# Reading passage
December 2021 – j2i.net

In the interest of keeping a cleaner file system, I sometimes try to minimize the number of files that I need to keep data organized. A common scenario where this goal is expressed is when writing an application that must sync with some other data source such as a content management system. Having a copy of the files from another system isn’t always sufficient. Sometimes additional data is needed for keeping the computers in a solution in sync. For a given file, I may need to also track an etag, CRC, or information on the purpose of a file. There are some common solutions for organizing this data. One is to have one additional file that contains all of the additional meta data for the files being synced. Another is to make an additional data file for each content file that contains this information. The solution that I prefer isn’t quite either of these. I prefer to have the data within an “alternate stream” of the same file. If the file get’s moved elsewhere on the filesystem, the additional data will move with it.

This is very much a Windows-Only solution. This will only work on the NTFS file system. If you attempt to access an alternative stream on a FAT32 file system, it will fail since that file system does not support them.

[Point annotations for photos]

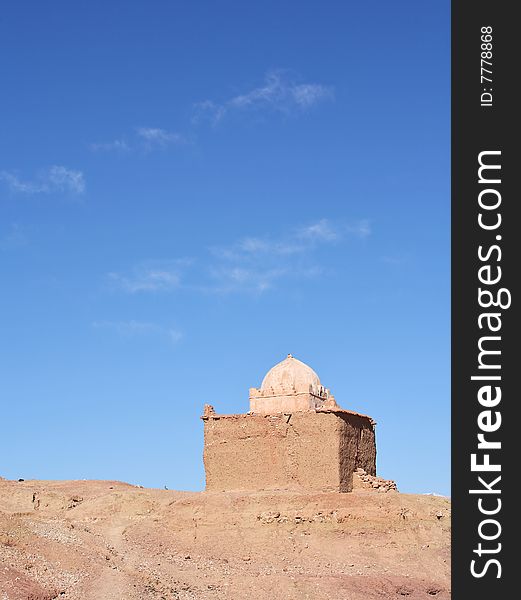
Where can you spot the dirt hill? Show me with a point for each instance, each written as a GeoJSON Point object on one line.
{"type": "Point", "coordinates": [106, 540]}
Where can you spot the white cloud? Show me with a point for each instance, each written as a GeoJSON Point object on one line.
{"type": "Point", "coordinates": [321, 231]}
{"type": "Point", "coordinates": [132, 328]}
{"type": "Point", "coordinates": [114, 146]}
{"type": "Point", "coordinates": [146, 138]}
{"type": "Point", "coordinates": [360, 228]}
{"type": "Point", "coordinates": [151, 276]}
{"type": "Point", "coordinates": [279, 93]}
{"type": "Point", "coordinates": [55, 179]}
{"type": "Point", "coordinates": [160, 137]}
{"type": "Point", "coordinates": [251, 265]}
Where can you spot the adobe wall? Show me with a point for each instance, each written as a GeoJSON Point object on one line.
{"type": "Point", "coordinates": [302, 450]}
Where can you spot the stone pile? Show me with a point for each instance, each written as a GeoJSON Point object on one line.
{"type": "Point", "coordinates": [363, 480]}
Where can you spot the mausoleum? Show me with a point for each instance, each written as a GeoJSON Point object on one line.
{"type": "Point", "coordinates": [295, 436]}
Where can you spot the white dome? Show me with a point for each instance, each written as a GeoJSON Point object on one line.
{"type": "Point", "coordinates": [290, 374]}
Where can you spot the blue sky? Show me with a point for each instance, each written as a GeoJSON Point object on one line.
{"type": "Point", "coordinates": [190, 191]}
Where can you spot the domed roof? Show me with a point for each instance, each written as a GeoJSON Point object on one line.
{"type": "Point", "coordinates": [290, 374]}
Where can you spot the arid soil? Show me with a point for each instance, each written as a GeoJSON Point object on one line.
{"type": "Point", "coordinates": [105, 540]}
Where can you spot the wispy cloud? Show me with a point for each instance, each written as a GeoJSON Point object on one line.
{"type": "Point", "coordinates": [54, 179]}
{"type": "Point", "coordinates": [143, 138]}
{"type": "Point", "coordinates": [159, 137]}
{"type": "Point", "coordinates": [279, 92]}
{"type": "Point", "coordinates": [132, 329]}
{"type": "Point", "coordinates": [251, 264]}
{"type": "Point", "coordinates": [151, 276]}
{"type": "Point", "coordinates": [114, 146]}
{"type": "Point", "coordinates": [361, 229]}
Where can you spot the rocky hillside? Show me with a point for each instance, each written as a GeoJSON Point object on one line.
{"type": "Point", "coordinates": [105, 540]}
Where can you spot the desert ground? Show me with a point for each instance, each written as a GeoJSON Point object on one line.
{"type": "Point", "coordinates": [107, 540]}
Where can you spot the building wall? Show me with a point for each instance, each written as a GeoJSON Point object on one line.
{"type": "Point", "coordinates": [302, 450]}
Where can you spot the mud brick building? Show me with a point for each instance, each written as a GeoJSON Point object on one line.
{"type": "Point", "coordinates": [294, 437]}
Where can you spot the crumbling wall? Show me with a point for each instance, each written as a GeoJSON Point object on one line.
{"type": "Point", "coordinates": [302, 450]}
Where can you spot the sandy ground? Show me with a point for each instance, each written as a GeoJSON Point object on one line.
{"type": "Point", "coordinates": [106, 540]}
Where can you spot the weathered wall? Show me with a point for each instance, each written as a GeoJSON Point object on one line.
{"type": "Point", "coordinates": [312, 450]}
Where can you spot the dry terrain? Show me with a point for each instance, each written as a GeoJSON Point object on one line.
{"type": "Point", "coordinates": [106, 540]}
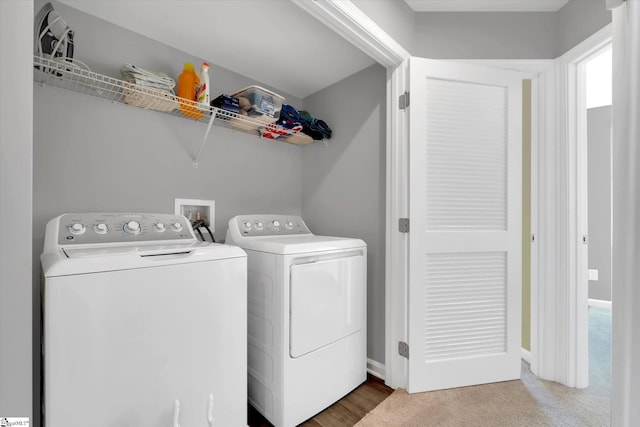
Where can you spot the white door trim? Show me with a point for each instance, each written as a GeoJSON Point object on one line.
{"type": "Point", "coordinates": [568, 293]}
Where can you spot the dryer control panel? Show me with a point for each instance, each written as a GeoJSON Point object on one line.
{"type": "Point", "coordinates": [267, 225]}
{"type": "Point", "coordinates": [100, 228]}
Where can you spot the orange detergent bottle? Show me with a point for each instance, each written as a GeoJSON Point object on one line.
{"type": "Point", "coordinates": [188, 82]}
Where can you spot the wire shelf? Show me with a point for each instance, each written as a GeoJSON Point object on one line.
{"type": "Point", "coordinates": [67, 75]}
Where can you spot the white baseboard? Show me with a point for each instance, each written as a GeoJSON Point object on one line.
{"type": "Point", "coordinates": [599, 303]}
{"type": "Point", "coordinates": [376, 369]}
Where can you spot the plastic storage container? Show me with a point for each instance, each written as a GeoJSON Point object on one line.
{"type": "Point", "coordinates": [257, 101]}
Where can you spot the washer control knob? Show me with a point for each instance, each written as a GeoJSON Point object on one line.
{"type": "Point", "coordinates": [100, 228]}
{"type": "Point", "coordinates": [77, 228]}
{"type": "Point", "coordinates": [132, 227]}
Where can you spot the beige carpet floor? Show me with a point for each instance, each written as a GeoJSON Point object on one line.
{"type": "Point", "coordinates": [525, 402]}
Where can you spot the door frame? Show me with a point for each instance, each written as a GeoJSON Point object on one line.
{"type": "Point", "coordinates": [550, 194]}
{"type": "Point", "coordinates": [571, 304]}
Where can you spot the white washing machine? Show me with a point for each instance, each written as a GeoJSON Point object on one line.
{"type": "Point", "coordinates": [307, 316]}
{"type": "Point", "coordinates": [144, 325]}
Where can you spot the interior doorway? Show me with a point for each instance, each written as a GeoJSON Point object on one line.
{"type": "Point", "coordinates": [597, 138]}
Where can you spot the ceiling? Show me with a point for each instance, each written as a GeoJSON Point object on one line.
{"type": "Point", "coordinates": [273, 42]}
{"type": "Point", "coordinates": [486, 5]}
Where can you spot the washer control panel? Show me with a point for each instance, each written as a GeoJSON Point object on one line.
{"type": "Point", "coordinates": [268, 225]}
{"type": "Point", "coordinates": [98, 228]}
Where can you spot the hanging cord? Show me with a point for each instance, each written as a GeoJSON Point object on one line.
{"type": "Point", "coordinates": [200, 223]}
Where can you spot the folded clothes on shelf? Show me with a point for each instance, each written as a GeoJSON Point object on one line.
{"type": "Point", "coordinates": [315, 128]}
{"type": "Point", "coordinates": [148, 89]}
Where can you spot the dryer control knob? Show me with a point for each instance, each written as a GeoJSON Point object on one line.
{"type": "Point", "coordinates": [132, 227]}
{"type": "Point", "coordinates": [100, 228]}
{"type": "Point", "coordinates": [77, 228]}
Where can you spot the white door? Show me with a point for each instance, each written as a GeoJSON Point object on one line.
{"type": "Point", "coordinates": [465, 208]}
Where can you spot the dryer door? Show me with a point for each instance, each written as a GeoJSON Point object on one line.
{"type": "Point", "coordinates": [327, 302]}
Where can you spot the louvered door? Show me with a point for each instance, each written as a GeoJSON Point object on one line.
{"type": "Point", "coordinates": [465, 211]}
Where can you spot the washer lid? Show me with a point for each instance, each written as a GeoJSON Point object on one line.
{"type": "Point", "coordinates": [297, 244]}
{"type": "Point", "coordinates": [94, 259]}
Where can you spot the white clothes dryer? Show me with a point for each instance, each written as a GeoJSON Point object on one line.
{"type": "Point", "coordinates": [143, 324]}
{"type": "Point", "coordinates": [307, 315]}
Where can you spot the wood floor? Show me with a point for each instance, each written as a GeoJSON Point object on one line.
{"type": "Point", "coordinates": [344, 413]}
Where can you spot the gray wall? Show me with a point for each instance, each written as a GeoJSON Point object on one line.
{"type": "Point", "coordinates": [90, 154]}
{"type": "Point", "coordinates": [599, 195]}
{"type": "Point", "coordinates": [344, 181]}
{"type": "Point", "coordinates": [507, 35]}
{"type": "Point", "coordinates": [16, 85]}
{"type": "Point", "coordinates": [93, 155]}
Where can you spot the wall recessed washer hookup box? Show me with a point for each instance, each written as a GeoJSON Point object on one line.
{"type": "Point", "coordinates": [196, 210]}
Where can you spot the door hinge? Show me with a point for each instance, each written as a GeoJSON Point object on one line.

# Objective 1
Find each line in the records that contains the string "shelf" and copy those lines. Case counts.
# Objective 2
Resume the post about keeping file metadata in alternate streams, starting right after its last sentence.

# Written response 1
Where can you spot the wire shelf? Show me with a point for each instance, each written as a GeoJSON Point object on one line.
Where can you spot the folded clothes on shelf? Show me with a point for each instance, each written as a GeoJSON Point object on one line.

# Written response 2
I most recently used this system of organization when I inherited a project that was, in my opinion, built with the wrong technology. In all fairness, many features of the application in question were implemented through scope creep. I reimplemented the application in about a couple of days using .Net technologies (this was much easier for me to do since, unlike the original developers, I had the benefit of having a complete requirements). There were a lot of aspects of that project that will be expressed in posts in the coming weeks.

The reason that I call this feature “hidden” is because the Windows UI does not give any visual indicator that a file has an additional data stream. There is no special icon. If you check on the size of a file, it will only show you the size of the main data stream. (In theory, one could add 3 gigs of data to the secondary stream of a 5 byte file and the OS would only report the file as being 5 bytes in size).

I’ll demonstrate accessing this stream from within the .Net Framework. There’s not built-in support for the alternative datastreams, but there is built in support for Windows file handles. Using a P/Invoke you can get a Windows file handle and then pass it to a .Net FileStream object to be used with all the other .Net features.

Every file has a default data stream. This is the stream you would see as being the normal file. It contains the file data that you are usually working with. With our normal concept of files and directories, files contain data and directories contain files, but no data directly. A file can contain any number of alternative data streams. Each one of these streams has a name of your choosing. Directories can have alternative data streams too!

To start experimenting with streams, you only need the command prompt. Open the command prompt and navigate to a directory in which you will place your experimental streams. type the following.

echo This is data for my alternative stream > readme.txt:stream

If you get a directory listing, we find that the files is listed as zero bytes in size.

c:\temp\streams>echo This is data for my alternative stream > readme.txt:stream

c:\temp\streams>dir
 Volume in drive C has no label.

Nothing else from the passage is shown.